Data under study.
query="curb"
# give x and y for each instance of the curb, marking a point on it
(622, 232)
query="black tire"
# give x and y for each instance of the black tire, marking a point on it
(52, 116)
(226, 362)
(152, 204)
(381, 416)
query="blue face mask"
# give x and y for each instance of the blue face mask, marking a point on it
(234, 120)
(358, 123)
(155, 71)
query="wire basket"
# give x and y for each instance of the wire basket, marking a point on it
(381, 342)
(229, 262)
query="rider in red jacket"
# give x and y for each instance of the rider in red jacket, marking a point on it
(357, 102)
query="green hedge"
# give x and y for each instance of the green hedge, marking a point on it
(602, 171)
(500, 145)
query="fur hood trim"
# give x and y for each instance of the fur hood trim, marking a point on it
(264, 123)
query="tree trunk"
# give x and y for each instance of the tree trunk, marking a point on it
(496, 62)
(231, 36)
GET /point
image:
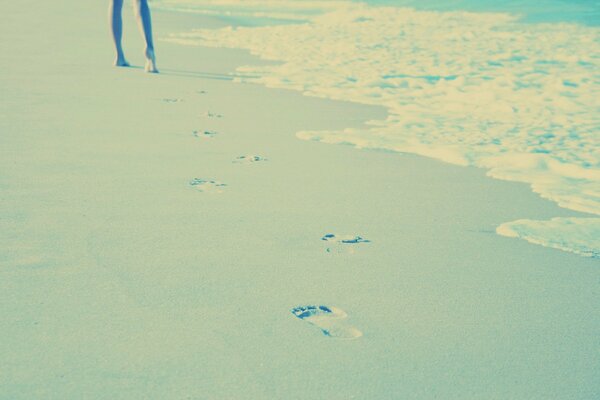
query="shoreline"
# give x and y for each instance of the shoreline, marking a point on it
(123, 281)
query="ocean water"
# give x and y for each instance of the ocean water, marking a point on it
(512, 87)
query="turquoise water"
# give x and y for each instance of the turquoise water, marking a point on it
(585, 12)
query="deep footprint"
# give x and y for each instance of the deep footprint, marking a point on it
(207, 186)
(204, 134)
(343, 243)
(248, 159)
(331, 321)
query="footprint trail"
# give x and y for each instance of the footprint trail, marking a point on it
(343, 243)
(207, 186)
(331, 321)
(248, 159)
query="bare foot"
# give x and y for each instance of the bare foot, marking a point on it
(120, 61)
(151, 62)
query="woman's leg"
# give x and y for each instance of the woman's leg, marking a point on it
(116, 25)
(142, 12)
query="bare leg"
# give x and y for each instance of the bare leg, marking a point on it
(116, 25)
(142, 12)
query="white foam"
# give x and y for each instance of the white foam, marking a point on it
(480, 89)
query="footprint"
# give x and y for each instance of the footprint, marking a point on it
(204, 134)
(331, 321)
(248, 159)
(343, 243)
(207, 186)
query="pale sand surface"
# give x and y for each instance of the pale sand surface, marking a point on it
(120, 281)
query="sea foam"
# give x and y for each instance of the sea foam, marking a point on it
(478, 89)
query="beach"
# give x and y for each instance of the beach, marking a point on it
(158, 232)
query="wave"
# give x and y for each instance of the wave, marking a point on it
(479, 89)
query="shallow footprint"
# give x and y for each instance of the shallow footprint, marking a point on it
(204, 134)
(343, 243)
(207, 186)
(331, 321)
(213, 115)
(248, 159)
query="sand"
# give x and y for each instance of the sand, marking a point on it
(120, 280)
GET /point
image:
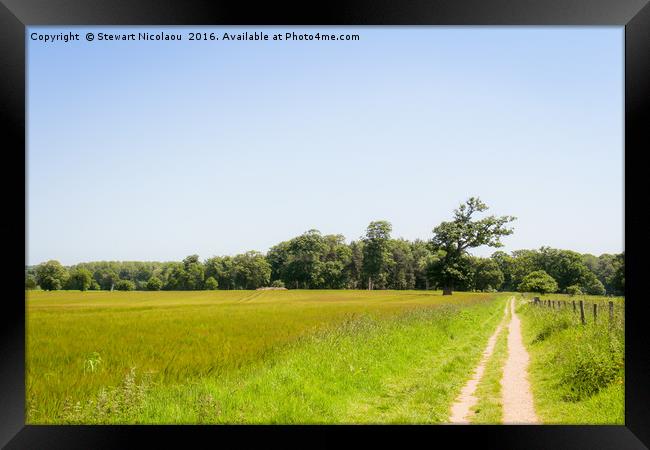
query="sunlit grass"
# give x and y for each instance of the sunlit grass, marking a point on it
(577, 371)
(213, 348)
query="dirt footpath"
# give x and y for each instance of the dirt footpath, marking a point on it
(517, 397)
(461, 409)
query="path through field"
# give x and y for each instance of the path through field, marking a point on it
(517, 397)
(461, 409)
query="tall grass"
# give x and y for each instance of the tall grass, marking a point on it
(577, 371)
(242, 356)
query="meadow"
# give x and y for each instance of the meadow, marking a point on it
(297, 356)
(577, 371)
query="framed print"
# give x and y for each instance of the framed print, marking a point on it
(411, 218)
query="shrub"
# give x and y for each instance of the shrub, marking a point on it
(211, 284)
(154, 284)
(597, 363)
(538, 281)
(125, 285)
(574, 290)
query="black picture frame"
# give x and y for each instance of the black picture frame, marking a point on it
(16, 15)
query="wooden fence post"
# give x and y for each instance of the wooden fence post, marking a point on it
(611, 311)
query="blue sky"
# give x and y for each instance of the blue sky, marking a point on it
(158, 150)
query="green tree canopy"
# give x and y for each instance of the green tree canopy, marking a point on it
(538, 281)
(51, 275)
(454, 238)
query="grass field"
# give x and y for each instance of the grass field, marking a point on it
(577, 371)
(252, 356)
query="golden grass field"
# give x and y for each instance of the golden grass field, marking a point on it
(81, 343)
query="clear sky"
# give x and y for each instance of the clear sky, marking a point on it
(157, 150)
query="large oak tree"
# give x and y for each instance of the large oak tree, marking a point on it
(453, 239)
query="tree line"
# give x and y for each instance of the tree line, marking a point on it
(374, 261)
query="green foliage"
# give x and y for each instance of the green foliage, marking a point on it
(154, 284)
(211, 284)
(30, 281)
(538, 281)
(80, 279)
(577, 371)
(487, 275)
(454, 238)
(574, 290)
(51, 275)
(376, 252)
(591, 285)
(315, 261)
(125, 285)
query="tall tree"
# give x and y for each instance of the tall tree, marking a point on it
(51, 275)
(376, 251)
(462, 233)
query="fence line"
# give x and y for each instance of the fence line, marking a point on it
(557, 305)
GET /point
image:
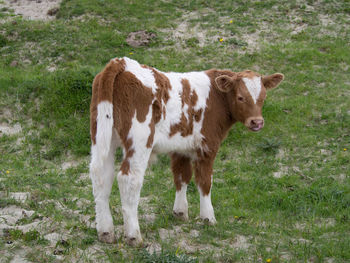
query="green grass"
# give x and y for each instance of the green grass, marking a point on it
(284, 192)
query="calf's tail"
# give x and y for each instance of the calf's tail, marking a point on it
(104, 118)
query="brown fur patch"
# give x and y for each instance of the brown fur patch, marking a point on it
(182, 170)
(108, 75)
(130, 97)
(185, 126)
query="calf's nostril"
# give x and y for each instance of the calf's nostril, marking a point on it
(257, 122)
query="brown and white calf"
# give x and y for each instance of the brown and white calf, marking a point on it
(146, 112)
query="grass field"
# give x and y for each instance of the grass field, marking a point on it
(280, 195)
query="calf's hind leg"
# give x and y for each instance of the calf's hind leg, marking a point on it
(182, 171)
(130, 180)
(102, 176)
(203, 176)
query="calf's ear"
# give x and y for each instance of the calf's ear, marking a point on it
(272, 81)
(225, 83)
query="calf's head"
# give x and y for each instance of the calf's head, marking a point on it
(246, 92)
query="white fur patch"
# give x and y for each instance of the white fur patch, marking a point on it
(145, 75)
(206, 208)
(180, 204)
(104, 128)
(254, 87)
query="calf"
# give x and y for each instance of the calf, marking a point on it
(146, 112)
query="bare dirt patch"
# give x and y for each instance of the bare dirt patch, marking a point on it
(33, 9)
(140, 38)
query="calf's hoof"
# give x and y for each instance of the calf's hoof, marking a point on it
(107, 237)
(181, 215)
(134, 241)
(209, 221)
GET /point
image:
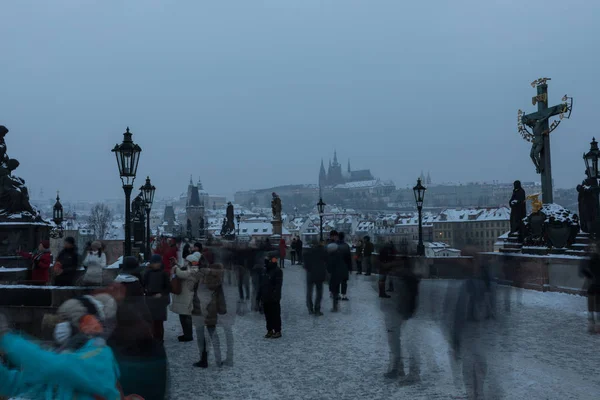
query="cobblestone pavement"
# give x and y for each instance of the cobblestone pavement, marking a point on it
(538, 351)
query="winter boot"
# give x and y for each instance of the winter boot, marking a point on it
(203, 363)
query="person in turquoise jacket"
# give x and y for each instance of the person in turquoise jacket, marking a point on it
(82, 368)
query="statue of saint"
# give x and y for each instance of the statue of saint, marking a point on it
(14, 196)
(230, 222)
(518, 208)
(588, 203)
(276, 206)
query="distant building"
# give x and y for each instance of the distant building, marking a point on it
(194, 211)
(477, 227)
(335, 176)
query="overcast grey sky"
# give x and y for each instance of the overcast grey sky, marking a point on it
(251, 94)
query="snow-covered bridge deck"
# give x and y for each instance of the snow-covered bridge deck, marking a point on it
(541, 350)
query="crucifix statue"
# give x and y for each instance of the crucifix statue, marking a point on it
(539, 137)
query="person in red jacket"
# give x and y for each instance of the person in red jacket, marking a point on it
(168, 251)
(282, 252)
(41, 261)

Exercise goal. Word for word, quote the full listing, omitting every picture.

Reply to the task.
query="curb"
# give x and y for each instance of the curb, marking a point on it
(622, 232)
query="black tire"
# give x and y for each instance of the black tire, marking a point on it
(52, 116)
(226, 362)
(152, 204)
(381, 416)
query="blue face mask"
# give x and y for each instance of the blue face mask, marking a point on it
(234, 120)
(358, 123)
(155, 71)
query="wire basket"
# give x and y for each instance of the wire basket, marking a point on it
(381, 342)
(229, 262)
query="rider in red jacket"
# give x and y for each instance of the rider in red jacket, marking a point on it
(357, 102)
query="green hedge"
# give x and y for each instance of the green hedge, marking a point on it
(602, 171)
(500, 145)
query="fur hood trim"
# give x and y for each instance of the fur hood trim, marking a point on it
(264, 123)
query="tree trunk"
# give x and y for each instance of the tree trunk, marking a point on it
(496, 62)
(231, 36)
GET /point
image:
query="shoreline"
# give x and y for each instance of the shoreline, marking a point on it
(123, 281)
query="ocean water"
# give x and y for each instance of the ocean water, marking a point on it
(512, 87)
query="turquoise water"
# give x and y for each instance of the turquoise water, marking a point on it
(585, 12)
query="deep footprint"
# give x and y for each instance of the deep footprint, marking a point on it
(207, 186)
(204, 134)
(343, 243)
(248, 159)
(331, 321)
query="footprint trail"
# give x and y for each instance of the footprint trail, marking a point on it
(343, 243)
(207, 186)
(331, 321)
(248, 159)
query="bare foot"
# give x and y for each instance of the bare foot, marking a point on it
(120, 61)
(151, 62)
query="woman's leg"
# give x and y for each instance of the woman's leg, marking a point on it
(116, 25)
(142, 12)
query="bare leg"
# give x and y for each instance of the bare leg, marking a point on it
(116, 25)
(142, 12)
query="white foam"
# give x and y for each instance of the white foam, marking a point on it
(480, 89)
query="footprint"
# give x and y for each instance of the footprint, marking a point on it
(204, 134)
(331, 321)
(248, 159)
(343, 243)
(207, 186)
query="pale sand surface"
# give x and y for each instance of the pale sand surface, marking a point on it
(120, 281)
query="sea foam"
# give x and y for each instance of the sea foam, marking a point on it
(478, 89)
query="beach"
# give x and y for each instance of the beach, marking a point on it
(158, 232)
query="wave"
# give x and y for each instance of the wave, marking a point on it
(479, 89)
query="shallow footprint"
# give x and y for each instance of the shallow footprint, marking a point on it
(204, 134)
(343, 243)
(207, 186)
(331, 321)
(213, 115)
(248, 159)
query="sand"
# give x and y for each instance of the sand, marking a point on it
(120, 280)
GET /point
image:
query="sunlit grass"
# give x and y for each instance of the sunlit grass, marking a point on it
(577, 371)
(213, 348)
query="dirt footpath"
# give x and y for each instance of the dirt footpath, marking a point on it
(517, 397)
(461, 409)
query="path through field"
# give x and y for each instance of the path through field, marking a point on it
(517, 397)
(461, 409)
query="tall grass"
# give x and y for each instance of the tall grass, marking a point on it
(577, 371)
(242, 356)
query="meadow"
# give x and y for each instance of the meadow, marking a point on it
(297, 356)
(577, 371)
query="framed print"
# give x and y for each instance of the framed print, marking a point on it
(411, 218)
query="shrub"
# give x and y for each instance of the shrub, marking a point on it
(211, 284)
(154, 284)
(597, 363)
(538, 281)
(125, 285)
(574, 290)
query="black picture frame"
# give x and y for each instance of the black picture frame, marking a point on it
(16, 15)
query="wooden fence post"
# give x and y for each instance of the wooden fence post, marking a point on it
(611, 311)
query="blue sky"
# give x and y for each instance of the blue sky, marking a point on it
(158, 150)
query="green tree canopy"
# give x and y for each instance of the green tree canopy, marking a point on it
(538, 281)
(51, 275)
(454, 238)
query="grass field"
# give x and y for each instance of the grass field, marking a point on it
(577, 371)
(252, 356)
query="golden grass field"
# give x and y for each instance of the golden grass field, marking a point on it
(81, 343)
query="clear sky"
# give x and y for each instance of the clear sky, marking a point on it
(157, 150)
query="large oak tree"
# give x and y for each instance of the large oak tree, marking a point on it
(453, 239)
query="tree line"
# give x and y for each instance of the tree line, marking a point on it
(374, 261)
query="green foliage"
# give x and y for each instance of the green foliage, marking a point on it
(154, 284)
(211, 284)
(30, 281)
(538, 281)
(80, 279)
(577, 371)
(487, 275)
(454, 238)
(574, 290)
(51, 275)
(376, 252)
(591, 285)
(315, 261)
(125, 285)
query="tall tree"
# give x and y for each instance of the tall tree, marking a point on it
(51, 275)
(376, 251)
(462, 233)
query="fence line"
# give x and y for each instance of the fence line, marking a point on it
(557, 305)
GET /point
image:
query="green grass"
# give x and y for each instance of the green grass, marking a point on it
(284, 192)
query="calf's tail"
# give x and y for each instance of the calf's tail, marking a point on it
(104, 118)
query="brown fur patch"
# give x and y for each instance of the brown fur patch, marking a point on it
(182, 170)
(108, 75)
(130, 97)
(185, 126)
query="calf's nostril"
# give x and y for each instance of the calf's nostril, marking a point on it
(257, 122)
query="brown and white calf"
# give x and y for each instance of the brown and white calf, marking a point on it
(146, 112)
query="grass field"
# give x and y for each instance of the grass field, marking a point on it
(280, 195)
query="calf's hind leg"
# give x and y for each instance of the calf's hind leg, marking a point on it
(182, 171)
(130, 180)
(102, 176)
(203, 176)
query="calf's ear"
# give x and y for each instance of the calf's ear, marking a point on it
(272, 81)
(225, 83)
query="calf's head"
# give x and y for each instance of the calf's head, marking a point on it
(246, 92)
query="white fur patch"
# give x and y for each instance of the white fur patch, marking a point on it
(145, 75)
(206, 208)
(180, 204)
(104, 128)
(254, 87)
query="calf"
# give x and y for each instance of the calf, marking a point on it
(146, 112)
query="bare dirt patch"
# give x and y for each instance of the bare dirt patch, marking a point on it
(33, 9)
(140, 38)
query="calf's hoof"
# give x and y for each instance of the calf's hoof, marking a point on it
(107, 237)
(181, 215)
(134, 241)
(209, 221)
GET /point
image:
query="cobblestone pavement"
# give x and y for each instance of the cobblestone pavement, marking a point on it
(538, 351)
query="winter boot"
# give x and y for each instance of the winter boot, marking a point on it
(203, 363)
query="person in turquoise jacket"
# give x and y for each instance of the person in turquoise jacket, marking a point on it
(82, 368)
query="statue of saint"
# give x and y for each instance of the statue of saint, marking a point on it
(14, 196)
(230, 222)
(518, 208)
(588, 203)
(276, 206)
query="distant building"
# give x and y for each instance of the distant building, marking a point on it
(194, 211)
(477, 227)
(335, 176)
query="overcast grey sky"
# give x and y for each instance of the overcast grey sky, marking a point on it
(251, 94)
query="snow-covered bridge deck"
# give x and y for each instance of the snow-covered bridge deck, marking a point on it
(541, 350)
query="crucifix statue"
# give x and y for each instance of the crucifix statue, marking a point on it
(539, 137)
query="person in red jacket"
# give x and y for each instance of the person in red jacket, marking a point on it
(168, 251)
(282, 252)
(41, 261)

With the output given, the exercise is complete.